What you need to do
Whatever the lines below say, output them exactly.

══ Input data

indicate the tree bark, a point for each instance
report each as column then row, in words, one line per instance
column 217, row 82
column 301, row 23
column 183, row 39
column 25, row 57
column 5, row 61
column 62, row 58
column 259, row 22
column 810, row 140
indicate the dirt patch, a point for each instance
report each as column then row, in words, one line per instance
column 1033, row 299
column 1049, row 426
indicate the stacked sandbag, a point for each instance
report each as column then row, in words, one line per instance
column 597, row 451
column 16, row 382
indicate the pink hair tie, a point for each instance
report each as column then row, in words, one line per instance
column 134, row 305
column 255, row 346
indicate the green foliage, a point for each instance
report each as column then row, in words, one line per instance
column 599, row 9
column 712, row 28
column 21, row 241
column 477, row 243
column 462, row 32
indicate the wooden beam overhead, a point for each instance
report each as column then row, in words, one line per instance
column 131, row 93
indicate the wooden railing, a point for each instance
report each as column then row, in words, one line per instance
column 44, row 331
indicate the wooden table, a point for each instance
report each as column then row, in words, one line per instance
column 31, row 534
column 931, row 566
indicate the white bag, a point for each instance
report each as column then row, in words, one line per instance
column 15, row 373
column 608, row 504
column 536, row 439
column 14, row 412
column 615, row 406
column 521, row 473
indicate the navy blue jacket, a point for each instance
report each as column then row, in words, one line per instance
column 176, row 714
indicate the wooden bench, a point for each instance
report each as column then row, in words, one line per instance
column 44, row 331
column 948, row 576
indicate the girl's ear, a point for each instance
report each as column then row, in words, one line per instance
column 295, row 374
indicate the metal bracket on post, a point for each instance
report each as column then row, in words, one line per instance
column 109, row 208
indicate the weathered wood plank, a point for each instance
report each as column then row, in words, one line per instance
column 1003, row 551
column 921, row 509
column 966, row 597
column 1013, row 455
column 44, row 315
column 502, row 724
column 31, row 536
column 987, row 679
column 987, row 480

════

Answer box
indicate the tree bark, a point for each instance
report each as column then row, in words, one line per instance
column 217, row 82
column 301, row 23
column 183, row 39
column 25, row 57
column 5, row 61
column 62, row 58
column 259, row 22
column 810, row 140
indicate the dirt patch, a point for each instance
report each as column then row, in words, one line per instance
column 1033, row 299
column 1049, row 426
indicate the stacked sandbag, a point for each instance
report each as column then row, in words, one line per instance
column 597, row 451
column 16, row 382
indicate the pink hair tie, a point for each instance
report each as column then row, in words, one line per instance
column 134, row 305
column 255, row 346
indicate the green foliage, a point for each instance
report each as column then row, in words, one line per instance
column 599, row 9
column 712, row 28
column 21, row 241
column 477, row 243
column 462, row 32
indicate the wooden beam overhead, a point for each instance
report each as column then row, in words, one line per instance
column 131, row 93
indicate the wooden railing, a point for each instance
report each as column then row, in words, one line per instance
column 44, row 331
indicate the wooden table, a point for each instance
report each as column then row, in words, one line per instance
column 31, row 534
column 931, row 566
indicate the white bag, a point for each instance
report each as column then row, in words, one line per instance
column 15, row 373
column 608, row 504
column 536, row 439
column 14, row 412
column 615, row 406
column 521, row 473
indicate the navy blue jacket, a point for each instance
report each as column then row, in words, one line per instance
column 176, row 714
indicate the wooden bench, a point for each instance
report each as column then row, in words, one line per instance
column 44, row 331
column 948, row 576
indicate the girl's ear, a point for each instance
report each as column then row, in words, one line per instance
column 295, row 374
indicate the metal bracket on post, a point for each instance
report each as column then row, in words, one line per instance
column 109, row 208
indicate the weathered wood plank, a point for each instance
report each as column then row, in words, one line per instance
column 1003, row 551
column 921, row 509
column 966, row 597
column 1013, row 455
column 44, row 315
column 502, row 724
column 31, row 536
column 987, row 679
column 987, row 480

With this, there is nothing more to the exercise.